━━━━━ PAGE EXCERPT
RIPPLE SALVO…#128… QUIETING THE CRITICS… Every sports fan knows how to quiet the angry fan base of a losing team– start winning. A writer for the New York Times, Arthur Krock, a loud boo-bird, who was critical of President Johnson’s conduct of the Vietnam War, made his living sniping at the President. He confessed his “plight” (“difficult or delicate position”) in a short essay he wrote on 5 July 1966 that he labeled “Plight of the Vietnam Conflict.”
He laments that with the crowd cheering for the success of the President’s Petroleum Strike Plan, he has to shelve his list of “valid points of contention.” He pulls back and awaits a more opportune time to restart his booing and gnawing on his seven bones of contention … he writes…
“When after a period of delay and doubt while United States battle casualties were accelerating in rate and number, President Johnson ordered the strikes on the petroleum life lines in North Vietnam, he checkmated his critics with the gambit that is always available to the Commander in Chief in the presence of war. President Johnson’s expansion of the war has temporarily reduced to an academic experience the following valid points of critical dissent:
(1) With the dispatch of troops to Vietnam President Kennedy inevitably foreshadowed the unilateral involvement of the U.S. in a ground war in Asia.
━━━━━━━━━━
━━━━━ EXTRACTED DATA
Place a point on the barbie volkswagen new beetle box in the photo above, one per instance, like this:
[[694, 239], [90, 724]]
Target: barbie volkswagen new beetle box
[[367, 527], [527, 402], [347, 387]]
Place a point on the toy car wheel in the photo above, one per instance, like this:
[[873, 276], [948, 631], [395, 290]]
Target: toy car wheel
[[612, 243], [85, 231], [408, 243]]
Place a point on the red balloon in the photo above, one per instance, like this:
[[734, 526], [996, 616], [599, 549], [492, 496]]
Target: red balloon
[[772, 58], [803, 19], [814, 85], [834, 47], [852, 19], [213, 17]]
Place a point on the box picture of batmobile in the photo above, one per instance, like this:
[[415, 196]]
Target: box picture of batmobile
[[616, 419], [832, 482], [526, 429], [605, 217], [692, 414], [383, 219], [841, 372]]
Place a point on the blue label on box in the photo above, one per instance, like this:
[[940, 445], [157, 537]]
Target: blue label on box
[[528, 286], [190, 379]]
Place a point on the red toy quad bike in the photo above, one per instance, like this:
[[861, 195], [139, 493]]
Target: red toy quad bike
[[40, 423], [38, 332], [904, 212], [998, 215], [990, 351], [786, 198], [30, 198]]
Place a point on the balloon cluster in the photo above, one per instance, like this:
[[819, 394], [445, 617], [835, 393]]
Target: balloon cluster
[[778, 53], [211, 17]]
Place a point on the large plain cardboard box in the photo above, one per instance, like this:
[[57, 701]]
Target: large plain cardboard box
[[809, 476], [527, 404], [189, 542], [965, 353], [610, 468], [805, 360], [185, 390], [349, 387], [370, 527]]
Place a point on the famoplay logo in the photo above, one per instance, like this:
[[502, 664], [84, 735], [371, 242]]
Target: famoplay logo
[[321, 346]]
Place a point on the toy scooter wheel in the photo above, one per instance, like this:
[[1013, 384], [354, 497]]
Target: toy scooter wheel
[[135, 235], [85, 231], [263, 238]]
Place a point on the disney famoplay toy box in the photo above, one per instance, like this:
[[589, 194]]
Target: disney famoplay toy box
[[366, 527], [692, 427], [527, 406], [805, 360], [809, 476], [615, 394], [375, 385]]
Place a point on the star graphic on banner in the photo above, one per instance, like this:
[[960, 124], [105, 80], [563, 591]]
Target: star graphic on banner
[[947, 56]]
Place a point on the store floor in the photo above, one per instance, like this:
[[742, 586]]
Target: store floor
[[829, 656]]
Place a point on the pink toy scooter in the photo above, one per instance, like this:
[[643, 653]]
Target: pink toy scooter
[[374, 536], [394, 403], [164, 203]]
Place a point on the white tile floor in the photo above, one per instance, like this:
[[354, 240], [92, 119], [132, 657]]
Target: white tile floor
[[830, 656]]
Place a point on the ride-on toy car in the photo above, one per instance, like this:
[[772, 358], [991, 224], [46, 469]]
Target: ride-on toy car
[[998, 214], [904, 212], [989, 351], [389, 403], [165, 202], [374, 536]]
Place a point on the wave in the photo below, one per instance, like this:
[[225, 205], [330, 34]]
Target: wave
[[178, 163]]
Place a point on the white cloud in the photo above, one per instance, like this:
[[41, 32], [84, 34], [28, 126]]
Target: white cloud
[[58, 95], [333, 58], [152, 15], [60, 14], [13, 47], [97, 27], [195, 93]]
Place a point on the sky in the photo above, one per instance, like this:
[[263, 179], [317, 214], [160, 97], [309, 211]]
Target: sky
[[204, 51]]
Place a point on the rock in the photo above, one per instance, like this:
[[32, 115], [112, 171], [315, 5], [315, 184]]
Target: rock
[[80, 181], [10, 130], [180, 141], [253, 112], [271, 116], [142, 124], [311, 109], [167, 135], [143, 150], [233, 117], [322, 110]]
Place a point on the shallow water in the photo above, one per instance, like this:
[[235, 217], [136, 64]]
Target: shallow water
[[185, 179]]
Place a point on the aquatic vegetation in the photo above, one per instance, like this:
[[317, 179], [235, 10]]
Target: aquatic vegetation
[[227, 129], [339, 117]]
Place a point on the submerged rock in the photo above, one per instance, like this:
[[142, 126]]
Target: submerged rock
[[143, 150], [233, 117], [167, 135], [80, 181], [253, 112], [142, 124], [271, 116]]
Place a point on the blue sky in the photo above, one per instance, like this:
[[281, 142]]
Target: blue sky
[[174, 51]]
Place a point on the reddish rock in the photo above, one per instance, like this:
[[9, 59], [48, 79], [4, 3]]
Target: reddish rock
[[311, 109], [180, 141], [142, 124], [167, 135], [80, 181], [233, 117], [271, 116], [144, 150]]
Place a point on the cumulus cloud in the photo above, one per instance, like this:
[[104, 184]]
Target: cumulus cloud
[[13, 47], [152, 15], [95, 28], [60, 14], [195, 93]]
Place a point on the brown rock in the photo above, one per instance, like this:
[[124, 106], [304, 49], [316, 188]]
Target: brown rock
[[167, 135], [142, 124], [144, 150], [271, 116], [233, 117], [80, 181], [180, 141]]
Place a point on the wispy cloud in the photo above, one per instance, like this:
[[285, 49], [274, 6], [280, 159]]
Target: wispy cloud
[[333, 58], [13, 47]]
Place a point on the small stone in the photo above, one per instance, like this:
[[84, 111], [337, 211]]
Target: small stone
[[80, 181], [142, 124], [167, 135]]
━━━━━━━━━━
WHAT THE TASK ASKS - According to the Ripple Salvo excerpt, on what date did Arthur Krock write his essay "Plight of the Vietnam Conflict"?

SOLUTION FOR THIS PROBLEM - 5 July 1966